Musik_Laibach - Volk

Und morgen die ganze Welt

Die äußerst wandelbare slowenische Krachband übt mit ihrem neuen Album auf ihre ganz eigene und verschrobene Weise Globalisierungskritik.    12.12.2006

Geschichte wiederholt sich nicht. Das hat die vielleicht letzte Konzept-Industrial-Band der Welt schon vor geraumer Zeit erkannt. Ganz am Anfang frönten Laibach einer teutonisch-totalitaristischen Hyperrealität, die gekonnt den megalomanischen Tito-Kult karikierte und von pseudolinken Gutmenschen - wie immer falsch - als faschistischer Pomp eingeschätzt wurde.

1984 begründeten Laibach (Musik), Irwin (Malerei, Grafik), Noordung (Theater) sowie einige Untergruppen das multimediale Künstlerkollektiv Neue Slowenische Kunst (NSK). Zu Weltruhm gelangten sie erst später mit ruppigen Coverversionen von Opus ("Live is Life") und Queen ("One Vision"). Obwohl sie lediglich die englischen Texte Wort für Wort in gebrochenes Deutsch übertrugen, wurden sie abermals als Nazis verunglimpft. Das lag mehr an ihrem Faible für politisch unkorrektes Auftreten (Militäruniformen auf der Bühne) als an rechtsradikalen Äußerungen - von ein paar gezielten Provokationen einmal abgesehen. Anfang der 90er Jahre übersiedelte die Band, die in Slowenien aufgrund ihrer politischen Agitation immer wieder mit Aufführungsverbot belegt wurde, nach London, um beim einst größten unabhängigen Label Mute Records ungehindert ihrem infernalischen Treiben nachgehen zu können.

▶ _Daten zur Aufgabe_
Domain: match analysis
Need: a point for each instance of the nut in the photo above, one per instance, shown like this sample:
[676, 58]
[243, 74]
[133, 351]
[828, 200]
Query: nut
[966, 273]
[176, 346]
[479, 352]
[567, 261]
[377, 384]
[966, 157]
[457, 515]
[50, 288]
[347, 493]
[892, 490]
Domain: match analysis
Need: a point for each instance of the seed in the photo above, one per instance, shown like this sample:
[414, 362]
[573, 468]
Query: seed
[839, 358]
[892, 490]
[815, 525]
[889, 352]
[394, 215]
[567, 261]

▶ _Aufgabenstellung_
1. Schreiben Sie bitte aus dem Artikel über Laibach den Abschnitt wortgetreu ab, beginnend bei „Musik_Laibach - Volk“ und endend bei „Pomp eingeschätzt wurde.“.
2. Zählen Sie die Zeilen der Datensätze, in denen die Zeichenfolge „above“ vorkommt, und geben Sie nur die Zahl an.
Der Artikel über Laibach und die Datensätze sind voneinander getrenntes Material.

▶ _Vollständige Lösungen_
1.
Musik_Laibach - Volk

Und morgen die ganze Welt

Die äußerst wandelbare slowenische Krachband übt mit ihrem neuen Album auf ihre ganz eigene und verschrobene Weise Globalisierungskritik.    12.12.2006

Geschichte wiederholt sich nicht. Das hat die vielleicht letzte Konzept-Industrial-Band der Welt schon vor geraumer Zeit erkannt. Ganz am Anfang frönten Laibach einer teutonisch-totalitaristischen Hyperrealität, die gekonnt den megalomanischen Tito-Kult karikierte und von pseudolinken Gutmenschen - wie immer falsch - als faschistischer Pomp eingeschätzt wurde.

2. 2